Data:
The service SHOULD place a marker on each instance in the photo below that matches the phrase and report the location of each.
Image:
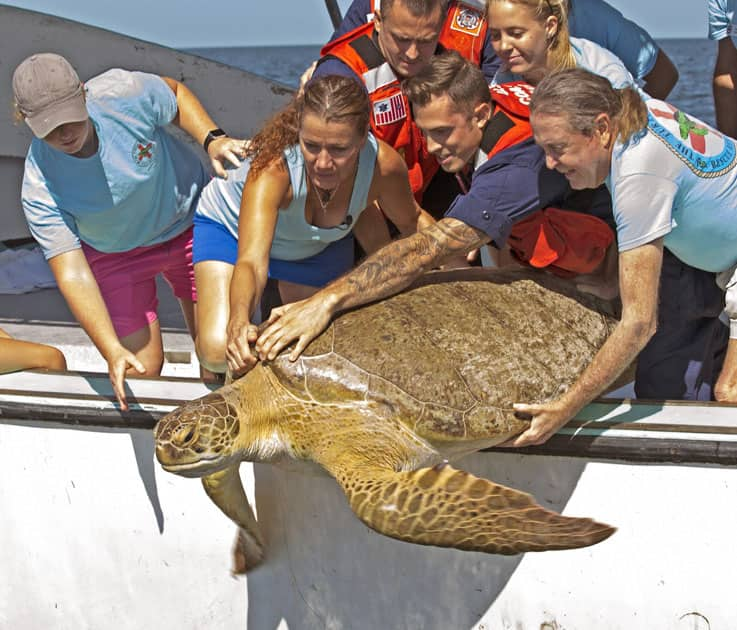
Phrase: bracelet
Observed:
(211, 135)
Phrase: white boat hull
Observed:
(96, 535)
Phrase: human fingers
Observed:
(239, 357)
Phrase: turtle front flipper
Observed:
(447, 507)
(226, 491)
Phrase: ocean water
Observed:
(694, 59)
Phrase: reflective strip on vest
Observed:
(377, 78)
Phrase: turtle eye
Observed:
(185, 436)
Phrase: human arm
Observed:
(260, 203)
(381, 275)
(639, 274)
(724, 86)
(16, 354)
(662, 78)
(79, 288)
(194, 119)
(725, 389)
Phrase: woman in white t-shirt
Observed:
(531, 38)
(673, 182)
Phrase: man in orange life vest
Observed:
(403, 36)
(511, 196)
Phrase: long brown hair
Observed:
(333, 98)
(580, 96)
(560, 53)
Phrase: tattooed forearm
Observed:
(397, 265)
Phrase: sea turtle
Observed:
(390, 392)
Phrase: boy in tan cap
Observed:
(109, 194)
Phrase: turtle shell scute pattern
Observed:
(449, 358)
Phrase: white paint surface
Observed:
(95, 535)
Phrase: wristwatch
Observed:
(211, 135)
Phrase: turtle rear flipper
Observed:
(447, 507)
(226, 491)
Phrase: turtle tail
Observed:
(447, 507)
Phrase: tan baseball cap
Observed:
(48, 93)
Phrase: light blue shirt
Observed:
(678, 180)
(600, 22)
(139, 189)
(294, 238)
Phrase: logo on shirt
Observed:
(143, 154)
(705, 151)
(466, 20)
(389, 110)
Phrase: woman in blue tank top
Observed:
(289, 211)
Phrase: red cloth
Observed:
(567, 242)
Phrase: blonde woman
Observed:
(531, 39)
(673, 182)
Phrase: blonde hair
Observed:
(560, 53)
(333, 98)
(580, 96)
(448, 74)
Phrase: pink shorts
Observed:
(127, 280)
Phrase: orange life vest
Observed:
(564, 241)
(464, 30)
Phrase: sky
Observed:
(193, 23)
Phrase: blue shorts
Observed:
(212, 241)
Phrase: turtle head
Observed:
(198, 438)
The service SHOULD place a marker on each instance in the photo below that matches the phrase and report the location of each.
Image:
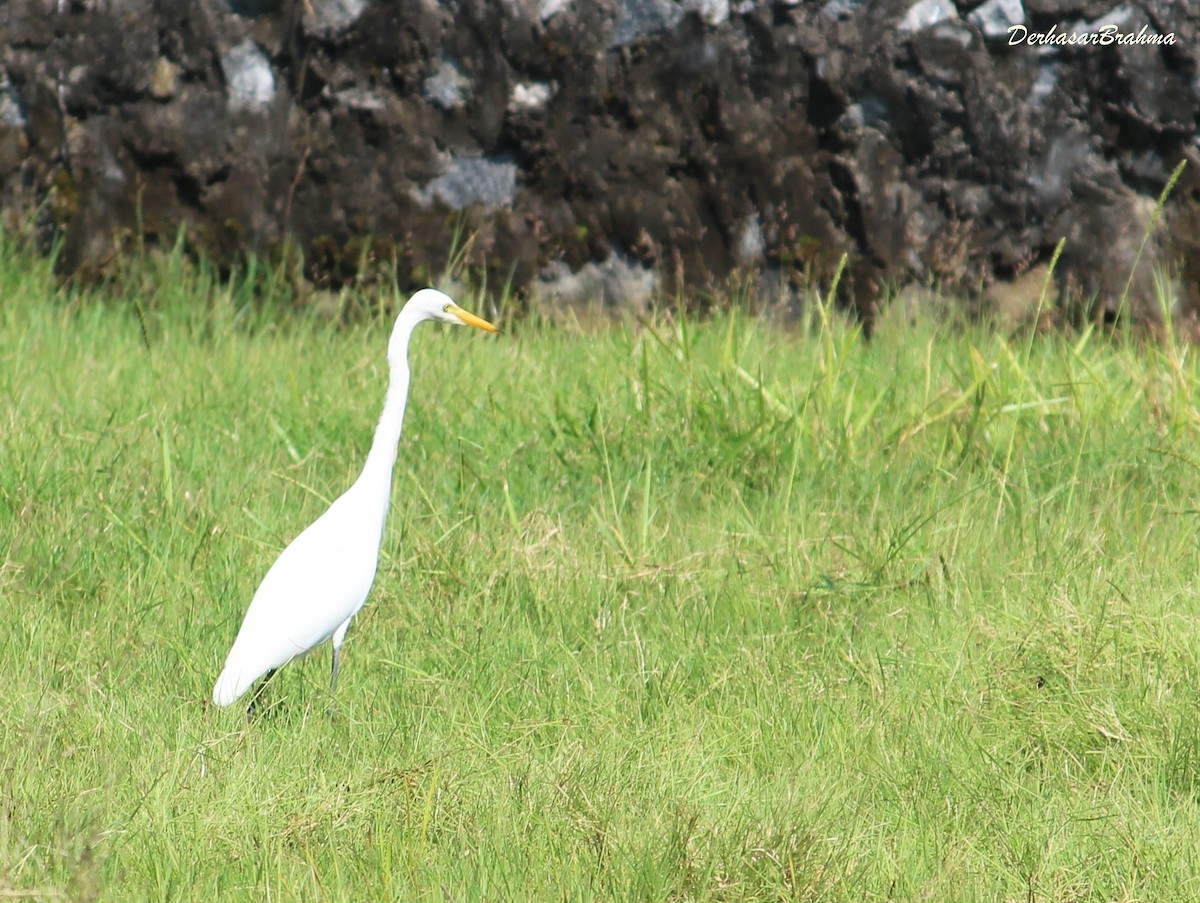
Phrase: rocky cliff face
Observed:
(613, 147)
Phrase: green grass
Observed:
(666, 611)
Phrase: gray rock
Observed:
(996, 17)
(700, 137)
(472, 180)
(448, 87)
(927, 13)
(329, 18)
(617, 282)
(250, 78)
(637, 18)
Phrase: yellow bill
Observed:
(471, 320)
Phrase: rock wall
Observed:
(615, 147)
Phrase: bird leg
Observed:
(252, 709)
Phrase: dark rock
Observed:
(617, 148)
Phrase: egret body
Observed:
(318, 584)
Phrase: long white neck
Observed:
(375, 482)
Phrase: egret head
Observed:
(430, 304)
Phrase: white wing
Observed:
(317, 584)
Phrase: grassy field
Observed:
(666, 611)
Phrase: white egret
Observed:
(318, 584)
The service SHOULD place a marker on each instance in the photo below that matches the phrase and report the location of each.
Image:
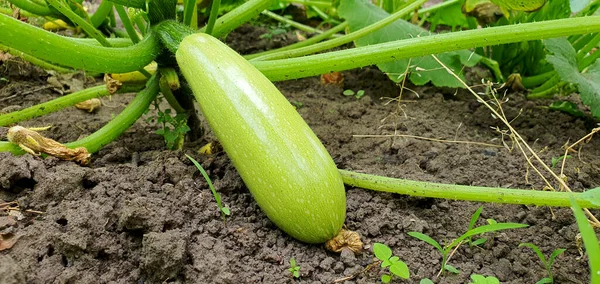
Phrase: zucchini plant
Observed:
(282, 162)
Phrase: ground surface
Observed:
(141, 214)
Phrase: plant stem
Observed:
(37, 9)
(307, 66)
(343, 39)
(214, 13)
(238, 16)
(468, 193)
(59, 103)
(127, 24)
(292, 23)
(35, 61)
(89, 29)
(101, 13)
(69, 52)
(312, 40)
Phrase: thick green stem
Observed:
(290, 22)
(537, 80)
(127, 24)
(79, 21)
(312, 40)
(307, 66)
(113, 129)
(101, 13)
(35, 61)
(344, 39)
(65, 51)
(37, 9)
(59, 103)
(238, 16)
(469, 193)
(214, 13)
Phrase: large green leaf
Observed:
(361, 13)
(564, 60)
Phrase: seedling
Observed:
(395, 265)
(224, 210)
(547, 262)
(589, 240)
(480, 279)
(446, 250)
(556, 160)
(294, 268)
(357, 95)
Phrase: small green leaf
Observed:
(451, 269)
(544, 281)
(400, 269)
(478, 241)
(537, 251)
(381, 251)
(590, 241)
(566, 107)
(426, 239)
(359, 94)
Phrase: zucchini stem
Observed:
(470, 193)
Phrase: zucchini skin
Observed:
(287, 169)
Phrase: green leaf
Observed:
(537, 251)
(426, 239)
(361, 13)
(566, 107)
(520, 5)
(478, 241)
(478, 279)
(451, 269)
(348, 93)
(590, 241)
(400, 269)
(565, 63)
(381, 251)
(451, 16)
(592, 195)
(554, 254)
(485, 229)
(544, 281)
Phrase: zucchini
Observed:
(289, 172)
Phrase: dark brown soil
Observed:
(142, 214)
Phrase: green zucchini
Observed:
(289, 172)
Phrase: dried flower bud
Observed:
(335, 78)
(345, 240)
(89, 105)
(112, 85)
(34, 143)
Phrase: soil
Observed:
(143, 214)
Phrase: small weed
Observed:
(395, 265)
(447, 249)
(556, 160)
(480, 279)
(224, 210)
(281, 28)
(297, 104)
(294, 268)
(173, 128)
(547, 262)
(357, 95)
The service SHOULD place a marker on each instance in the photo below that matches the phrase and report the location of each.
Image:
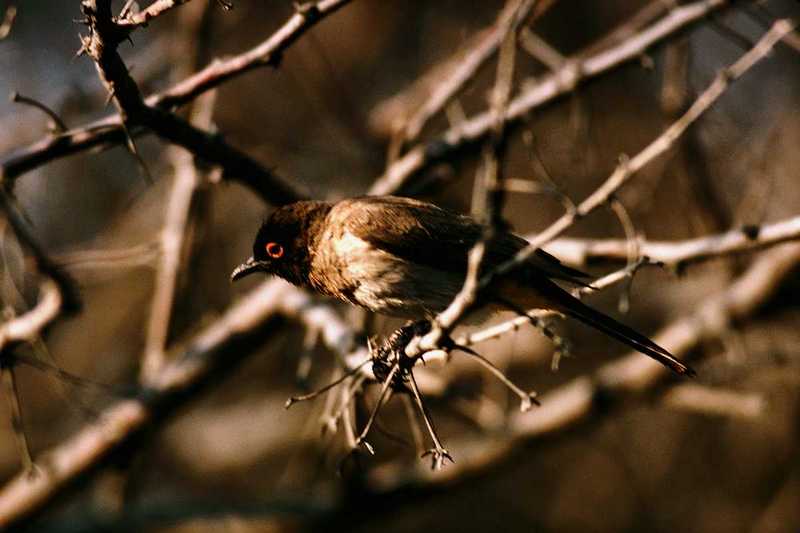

Do this:
Find each line in the material above that includes the string "long" and copy those lines out. The match must follow case exactly.

Full output:
Phrase: long brown hair
Phrase: long white neck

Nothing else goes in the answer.